◆ **PASSAGE SHOWN**:
Set in an America where half the population has been silenced, VOX is the harrowing, unforgettable story of what one woman will do to protect herself and her daughter.
On the day the government decrees that women are no longer allowed more than 100 words daily, Dr. Jean McClellan is in denial–this can’t happen here. Not in America. Not to her.
This is just the beginning.
Soon women can no longer hold jobs. Girls are no longer taught to read or write. Females no longer have a voice. Before, the average person spoke sixteen thousand words a day, but now women only have one hundred to make themselves heard.
But this is not the end.
For herself, her daughter, and every woman silenced, Jean will reclaim her voice. (From Goodreads)
Thank you to both Berkley Pub and HQ Stories for sending me ARC’s in exchange of my honest review. All opinions are my own. Thank you Berkley for inviting me onto the Blog Tour.
I rate this book a 4 out of 5 Stars.
I saw this pop up on Berkley’s Instagram feed months and months ago, and as soon as I even saw the cover I knew I had to request it. And than HQ Stories did a competition, and they were looking for 100 #VOXChampions, and lucky me, I was chosen as one! I will include my photo for that challenge at the end of this review. It was pretty clever, I thought. But onto my thoughts of the book.

◆ **STUDY MATERIAL**:
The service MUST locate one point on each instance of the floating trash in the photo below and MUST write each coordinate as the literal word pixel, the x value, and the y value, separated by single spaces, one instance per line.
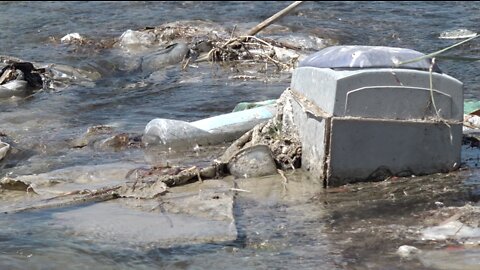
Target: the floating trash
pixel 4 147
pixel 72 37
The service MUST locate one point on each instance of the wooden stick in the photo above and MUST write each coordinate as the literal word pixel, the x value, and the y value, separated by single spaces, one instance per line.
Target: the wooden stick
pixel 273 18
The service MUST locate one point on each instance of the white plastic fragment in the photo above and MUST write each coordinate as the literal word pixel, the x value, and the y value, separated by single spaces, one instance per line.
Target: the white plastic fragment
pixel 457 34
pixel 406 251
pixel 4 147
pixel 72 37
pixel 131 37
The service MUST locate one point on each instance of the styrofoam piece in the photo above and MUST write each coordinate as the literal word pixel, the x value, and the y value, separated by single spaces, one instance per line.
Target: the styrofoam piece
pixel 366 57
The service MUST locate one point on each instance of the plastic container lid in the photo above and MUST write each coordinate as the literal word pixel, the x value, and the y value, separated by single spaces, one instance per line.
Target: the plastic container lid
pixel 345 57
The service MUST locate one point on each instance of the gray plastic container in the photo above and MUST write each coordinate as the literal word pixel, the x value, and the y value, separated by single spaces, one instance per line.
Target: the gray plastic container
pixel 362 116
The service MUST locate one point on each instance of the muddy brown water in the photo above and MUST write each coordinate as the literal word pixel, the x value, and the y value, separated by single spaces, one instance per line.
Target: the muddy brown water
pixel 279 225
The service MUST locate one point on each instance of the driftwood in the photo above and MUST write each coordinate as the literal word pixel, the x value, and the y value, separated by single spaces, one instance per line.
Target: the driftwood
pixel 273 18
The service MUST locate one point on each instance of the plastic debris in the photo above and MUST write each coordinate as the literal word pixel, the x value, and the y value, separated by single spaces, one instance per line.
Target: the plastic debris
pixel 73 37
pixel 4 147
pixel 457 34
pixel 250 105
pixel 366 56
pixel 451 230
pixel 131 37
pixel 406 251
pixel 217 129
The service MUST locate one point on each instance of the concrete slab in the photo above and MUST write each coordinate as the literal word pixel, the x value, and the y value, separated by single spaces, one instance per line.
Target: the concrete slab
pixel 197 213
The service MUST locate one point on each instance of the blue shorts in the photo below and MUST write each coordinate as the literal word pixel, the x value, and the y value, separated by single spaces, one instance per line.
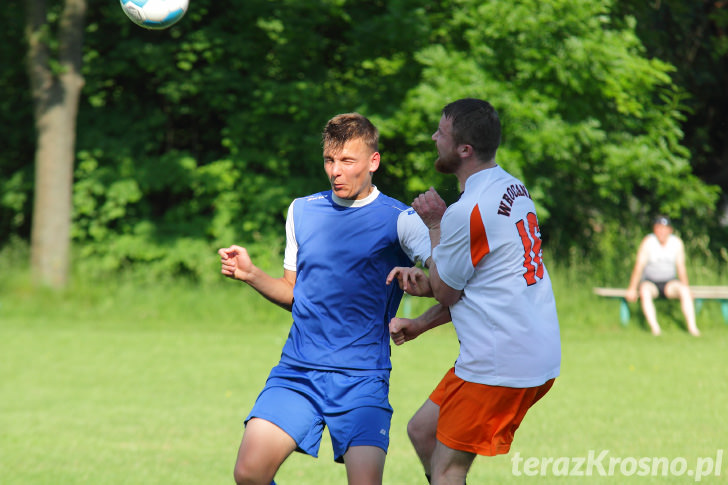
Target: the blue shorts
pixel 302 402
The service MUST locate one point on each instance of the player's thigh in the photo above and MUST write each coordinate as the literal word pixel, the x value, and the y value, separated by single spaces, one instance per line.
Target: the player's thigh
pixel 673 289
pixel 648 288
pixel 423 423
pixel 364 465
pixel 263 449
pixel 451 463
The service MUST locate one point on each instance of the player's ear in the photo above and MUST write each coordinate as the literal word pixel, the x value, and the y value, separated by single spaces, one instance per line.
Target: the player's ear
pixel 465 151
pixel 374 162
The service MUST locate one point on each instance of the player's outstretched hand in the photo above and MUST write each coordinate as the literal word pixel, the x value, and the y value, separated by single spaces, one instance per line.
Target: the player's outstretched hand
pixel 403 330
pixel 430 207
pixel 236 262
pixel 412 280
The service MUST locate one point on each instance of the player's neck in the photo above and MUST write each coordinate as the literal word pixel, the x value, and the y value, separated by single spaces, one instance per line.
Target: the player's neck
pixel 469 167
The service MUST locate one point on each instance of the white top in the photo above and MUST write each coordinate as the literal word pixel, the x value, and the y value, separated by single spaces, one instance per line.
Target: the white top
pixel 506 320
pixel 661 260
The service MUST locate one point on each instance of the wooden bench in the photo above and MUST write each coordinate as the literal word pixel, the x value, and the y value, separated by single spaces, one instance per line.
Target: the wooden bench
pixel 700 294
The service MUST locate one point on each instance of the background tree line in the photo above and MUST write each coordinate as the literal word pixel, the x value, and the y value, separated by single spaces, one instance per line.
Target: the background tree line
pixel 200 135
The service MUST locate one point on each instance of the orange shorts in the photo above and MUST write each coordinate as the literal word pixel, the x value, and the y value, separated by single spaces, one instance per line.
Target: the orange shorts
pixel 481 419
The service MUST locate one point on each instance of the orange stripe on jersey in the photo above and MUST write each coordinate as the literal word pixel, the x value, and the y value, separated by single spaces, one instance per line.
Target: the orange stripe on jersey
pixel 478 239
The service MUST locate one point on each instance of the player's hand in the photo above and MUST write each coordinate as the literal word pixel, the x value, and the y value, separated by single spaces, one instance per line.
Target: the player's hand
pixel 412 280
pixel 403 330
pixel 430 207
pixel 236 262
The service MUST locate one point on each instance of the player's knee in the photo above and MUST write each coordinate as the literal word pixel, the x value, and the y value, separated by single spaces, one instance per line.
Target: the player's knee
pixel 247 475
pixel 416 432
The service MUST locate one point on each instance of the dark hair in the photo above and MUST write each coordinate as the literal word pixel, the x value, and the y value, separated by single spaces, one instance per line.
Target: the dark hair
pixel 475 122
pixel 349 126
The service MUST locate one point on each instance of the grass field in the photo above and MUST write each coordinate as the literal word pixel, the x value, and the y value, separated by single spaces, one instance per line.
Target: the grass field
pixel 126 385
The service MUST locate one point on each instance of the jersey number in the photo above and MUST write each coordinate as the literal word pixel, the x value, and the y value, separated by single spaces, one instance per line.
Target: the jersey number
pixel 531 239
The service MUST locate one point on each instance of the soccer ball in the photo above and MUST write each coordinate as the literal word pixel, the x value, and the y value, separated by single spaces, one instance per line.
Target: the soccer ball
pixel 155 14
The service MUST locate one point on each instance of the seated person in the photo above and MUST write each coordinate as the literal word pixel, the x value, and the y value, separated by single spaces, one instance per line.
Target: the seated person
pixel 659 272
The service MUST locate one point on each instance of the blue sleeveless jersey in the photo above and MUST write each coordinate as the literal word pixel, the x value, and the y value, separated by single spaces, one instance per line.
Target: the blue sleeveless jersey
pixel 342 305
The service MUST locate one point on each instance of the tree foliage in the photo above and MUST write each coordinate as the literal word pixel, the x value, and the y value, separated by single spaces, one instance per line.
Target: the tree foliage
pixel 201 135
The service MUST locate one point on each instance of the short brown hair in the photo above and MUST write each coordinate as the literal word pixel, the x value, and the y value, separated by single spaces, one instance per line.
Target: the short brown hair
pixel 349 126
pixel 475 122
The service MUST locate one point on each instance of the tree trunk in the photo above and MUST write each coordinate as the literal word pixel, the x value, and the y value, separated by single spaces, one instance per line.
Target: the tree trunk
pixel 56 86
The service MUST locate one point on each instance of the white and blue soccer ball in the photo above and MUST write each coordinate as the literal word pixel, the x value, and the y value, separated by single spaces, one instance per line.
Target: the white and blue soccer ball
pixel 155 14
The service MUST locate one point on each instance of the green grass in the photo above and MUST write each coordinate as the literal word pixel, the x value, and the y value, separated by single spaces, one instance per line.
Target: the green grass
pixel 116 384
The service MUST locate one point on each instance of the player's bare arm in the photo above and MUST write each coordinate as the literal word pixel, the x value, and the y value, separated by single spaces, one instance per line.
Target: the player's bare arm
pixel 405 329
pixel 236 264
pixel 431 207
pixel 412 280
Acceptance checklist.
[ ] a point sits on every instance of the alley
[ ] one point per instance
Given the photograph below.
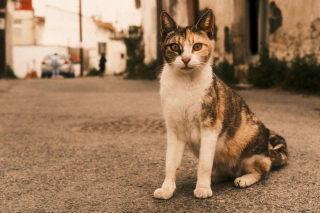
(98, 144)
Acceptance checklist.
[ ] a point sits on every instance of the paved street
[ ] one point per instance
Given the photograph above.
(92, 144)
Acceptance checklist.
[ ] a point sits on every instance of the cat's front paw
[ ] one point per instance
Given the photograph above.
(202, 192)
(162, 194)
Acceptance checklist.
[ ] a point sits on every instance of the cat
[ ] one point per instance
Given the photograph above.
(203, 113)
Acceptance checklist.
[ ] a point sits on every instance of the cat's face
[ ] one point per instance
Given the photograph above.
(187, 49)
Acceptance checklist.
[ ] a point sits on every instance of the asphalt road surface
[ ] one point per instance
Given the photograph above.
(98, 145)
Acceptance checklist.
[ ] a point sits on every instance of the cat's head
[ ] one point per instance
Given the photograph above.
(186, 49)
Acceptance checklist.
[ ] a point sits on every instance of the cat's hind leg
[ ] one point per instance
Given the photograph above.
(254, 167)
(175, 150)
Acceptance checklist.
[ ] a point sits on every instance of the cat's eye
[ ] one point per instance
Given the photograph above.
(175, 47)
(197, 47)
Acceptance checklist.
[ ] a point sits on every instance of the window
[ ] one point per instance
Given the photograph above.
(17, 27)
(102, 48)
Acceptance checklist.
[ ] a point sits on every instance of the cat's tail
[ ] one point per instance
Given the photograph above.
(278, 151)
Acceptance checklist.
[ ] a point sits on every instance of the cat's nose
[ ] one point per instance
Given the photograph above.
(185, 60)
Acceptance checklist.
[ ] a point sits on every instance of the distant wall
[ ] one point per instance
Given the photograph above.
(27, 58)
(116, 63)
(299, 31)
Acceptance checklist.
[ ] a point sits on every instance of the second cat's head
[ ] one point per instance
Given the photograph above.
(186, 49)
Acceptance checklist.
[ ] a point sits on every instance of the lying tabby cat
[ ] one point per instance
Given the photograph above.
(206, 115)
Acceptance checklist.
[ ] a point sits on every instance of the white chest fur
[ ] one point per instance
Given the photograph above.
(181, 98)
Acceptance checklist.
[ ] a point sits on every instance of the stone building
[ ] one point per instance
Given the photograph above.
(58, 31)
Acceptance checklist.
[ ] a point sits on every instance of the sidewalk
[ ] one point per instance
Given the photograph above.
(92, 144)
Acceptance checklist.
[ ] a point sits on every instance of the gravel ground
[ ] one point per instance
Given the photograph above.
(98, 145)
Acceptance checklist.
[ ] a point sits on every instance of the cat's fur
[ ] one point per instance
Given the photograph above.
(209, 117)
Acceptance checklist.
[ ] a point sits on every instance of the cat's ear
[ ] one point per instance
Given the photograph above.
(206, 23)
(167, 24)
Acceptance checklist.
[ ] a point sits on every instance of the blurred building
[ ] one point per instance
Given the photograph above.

◆ **TASK DIRECTIONS**:
Reproduce the VOX book review above word for word, from start to finish.

◆ **FINISHED TASK**:
Set in an America where half the population has been silenced, VOX is the harrowing, unforgettable story of what one woman will do to protect herself and her daughter.
On the day the government decrees that women are no longer allowed more than 100 words daily, Dr. Jean McClellan is in denial–this can’t happen here. Not in America. Not to her.
This is just the beginning.
Soon women can no longer hold jobs. Girls are no longer taught to read or write. Females no longer have a voice. Before, the average person spoke sixteen thousand words a day, but now women only have one hundred to make themselves heard.
But this is not the end.
For herself, her daughter, and every woman silenced, Jean will reclaim her voice. (From Goodreads)
Thank you to both Berkley Pub and HQ Stories for sending me ARC’s in exchange of my honest review. All opinions are my own. Thank you Berkley for inviting me onto the Blog Tour.
I rate this book a 4 out of 5 Stars.
I saw this pop up on Berkley’s Instagram feed months and months ago, and as soon as I even saw the cover I knew I had to request it. And than HQ Stories did a competition, and they were looking for 100 #VOXChampions, and lucky me, I was chosen as one! I will include my photo for that challenge at the end of this review. It was pretty clever, I thought. But onto my thoughts of the book.